╭─ Verilen metin

Sanayi üretiminin 2009 Aralık ayı sonuçları, abartılı yorumları da
beraberinde getirdi. “Fast-food medya”, yerlerde sürünen 2008 Aralık ayı ile
2009 Aralık aylarını karşılaştıran ve yüzde 25 üretim artışı gösteren veriyi öne
çıkardı. Oysa, yine TÜİK’in mevsimsel ve takvimsel etkilerden arınmış verisi
diyor ki, sanayi üretimi, küresel krizin etkisi altına girilen Ekim 2008’e göre
Aralık 2009’da yüzde 1 geride. Yine de Eylül 2009 sonrası bir üretim
hareketlenmesi var. Bu, önümüzdeki aylarda devam eder mi, bilinmez. Bu üretimin
stoka üretim olması da muhtemel. Çünkü ne dış talepte (AB’nin hali ortada)

╰─

- _Talimatlar ve koşullar_:
Sanayi üretimi yazısının devamını, son yarım kalan cümleyi tamamlayarak yazın.

╭─ Veri satırları

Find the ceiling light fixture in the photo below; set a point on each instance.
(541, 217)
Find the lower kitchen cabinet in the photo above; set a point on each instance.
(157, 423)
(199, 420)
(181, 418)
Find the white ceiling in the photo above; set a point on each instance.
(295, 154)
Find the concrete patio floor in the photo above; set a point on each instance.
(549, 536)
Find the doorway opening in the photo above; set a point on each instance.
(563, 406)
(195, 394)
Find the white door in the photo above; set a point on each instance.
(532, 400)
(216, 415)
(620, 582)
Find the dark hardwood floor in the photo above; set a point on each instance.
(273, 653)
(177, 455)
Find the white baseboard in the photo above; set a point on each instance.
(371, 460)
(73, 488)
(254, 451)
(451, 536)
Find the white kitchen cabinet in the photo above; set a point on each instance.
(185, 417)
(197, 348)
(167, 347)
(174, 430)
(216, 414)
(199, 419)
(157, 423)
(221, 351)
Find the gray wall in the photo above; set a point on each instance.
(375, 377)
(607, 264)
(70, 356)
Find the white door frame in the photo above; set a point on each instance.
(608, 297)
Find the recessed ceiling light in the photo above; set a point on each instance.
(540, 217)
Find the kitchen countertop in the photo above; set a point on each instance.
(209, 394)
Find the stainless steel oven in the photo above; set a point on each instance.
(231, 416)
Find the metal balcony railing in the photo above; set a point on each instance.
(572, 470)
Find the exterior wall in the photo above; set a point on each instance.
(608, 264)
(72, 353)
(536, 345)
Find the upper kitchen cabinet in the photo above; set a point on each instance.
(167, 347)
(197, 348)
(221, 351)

╰─
╭─ Veri satırları

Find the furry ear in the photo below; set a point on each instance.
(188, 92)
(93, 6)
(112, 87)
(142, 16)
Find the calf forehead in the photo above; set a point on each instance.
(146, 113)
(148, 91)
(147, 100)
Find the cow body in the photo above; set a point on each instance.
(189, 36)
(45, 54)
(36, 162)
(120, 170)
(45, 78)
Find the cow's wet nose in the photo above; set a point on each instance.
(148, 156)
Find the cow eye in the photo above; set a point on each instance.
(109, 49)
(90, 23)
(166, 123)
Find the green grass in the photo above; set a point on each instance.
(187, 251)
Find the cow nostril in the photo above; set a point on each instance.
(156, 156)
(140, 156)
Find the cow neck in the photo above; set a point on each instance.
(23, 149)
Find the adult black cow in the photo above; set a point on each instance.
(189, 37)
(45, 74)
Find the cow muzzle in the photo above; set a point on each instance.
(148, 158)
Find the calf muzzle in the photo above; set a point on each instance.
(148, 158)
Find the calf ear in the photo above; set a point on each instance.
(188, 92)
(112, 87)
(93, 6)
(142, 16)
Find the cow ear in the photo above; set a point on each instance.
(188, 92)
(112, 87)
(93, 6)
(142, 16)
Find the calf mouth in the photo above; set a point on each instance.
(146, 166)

╰─

- _Göreve yanıt_:
dikkate değer bir düzelme var, ne de iç talepte bir canlanma. Tersine, içeride,
gıda ve konut ihtiyaç kalemleri dışındaki mal ve hizmetlerin fiyatlarının nasıl
süründüğünü TÜFE’den görebiliyoruz. Hele ki giyim ve dayanıklı tüketim
mallarında… Peki, ihraç fiyatları? Yıllık ihracat, 2008’e göre, yüzde 23 düşüşle
2009’da 102 milyar doları bulsa da, şu soruyu sormalı? Kaça satarak bu rakama
ulaşıldı?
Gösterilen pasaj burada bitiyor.